**Records supplied**
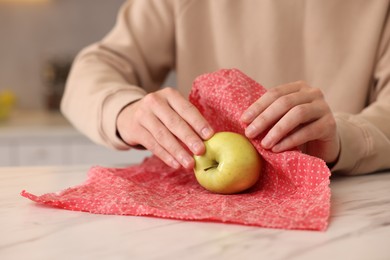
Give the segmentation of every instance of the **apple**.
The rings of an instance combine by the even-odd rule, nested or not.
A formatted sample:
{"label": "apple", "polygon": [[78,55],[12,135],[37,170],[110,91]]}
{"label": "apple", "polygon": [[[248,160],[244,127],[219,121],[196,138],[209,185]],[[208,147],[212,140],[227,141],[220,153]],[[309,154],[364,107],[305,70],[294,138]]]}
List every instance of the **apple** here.
{"label": "apple", "polygon": [[218,132],[204,144],[205,153],[194,155],[194,173],[206,190],[233,194],[252,187],[258,181],[262,159],[245,136]]}

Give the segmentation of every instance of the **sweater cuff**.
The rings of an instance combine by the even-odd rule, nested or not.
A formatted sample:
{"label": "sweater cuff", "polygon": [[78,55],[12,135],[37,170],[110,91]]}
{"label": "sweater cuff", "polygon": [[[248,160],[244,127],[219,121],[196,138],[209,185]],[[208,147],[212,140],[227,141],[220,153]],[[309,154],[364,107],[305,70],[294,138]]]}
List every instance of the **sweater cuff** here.
{"label": "sweater cuff", "polygon": [[340,154],[331,171],[353,175],[360,162],[372,152],[372,141],[365,130],[364,121],[347,114],[336,114],[335,118],[340,137]]}
{"label": "sweater cuff", "polygon": [[117,135],[116,120],[125,106],[143,98],[145,95],[146,92],[142,89],[126,89],[113,92],[105,98],[101,110],[99,130],[106,146],[116,150],[130,149],[130,146]]}

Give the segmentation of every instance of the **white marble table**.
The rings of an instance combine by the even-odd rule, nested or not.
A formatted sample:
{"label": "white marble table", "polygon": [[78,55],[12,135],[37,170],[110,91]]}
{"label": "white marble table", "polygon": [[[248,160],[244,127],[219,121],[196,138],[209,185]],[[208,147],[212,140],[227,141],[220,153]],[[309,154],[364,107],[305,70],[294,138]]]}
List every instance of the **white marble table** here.
{"label": "white marble table", "polygon": [[0,259],[390,259],[390,172],[333,178],[325,232],[93,215],[19,195],[80,184],[86,171],[0,168]]}

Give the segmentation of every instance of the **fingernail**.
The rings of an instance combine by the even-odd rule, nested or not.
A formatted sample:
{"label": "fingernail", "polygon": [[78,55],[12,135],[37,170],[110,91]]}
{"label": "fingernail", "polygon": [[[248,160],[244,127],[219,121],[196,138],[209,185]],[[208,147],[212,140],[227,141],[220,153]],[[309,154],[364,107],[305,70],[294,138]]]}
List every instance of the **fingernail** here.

**The task**
Could you copy every line from the records that has "segmentation" in it?

**Solution to the exercise**
Give the segmentation of every instance of the **apple**.
Give the segmentation of every instance of the **sweater cuff**.
Give the segmentation of every instance of the **white marble table**.
Give the segmentation of every instance of the **fingernail**.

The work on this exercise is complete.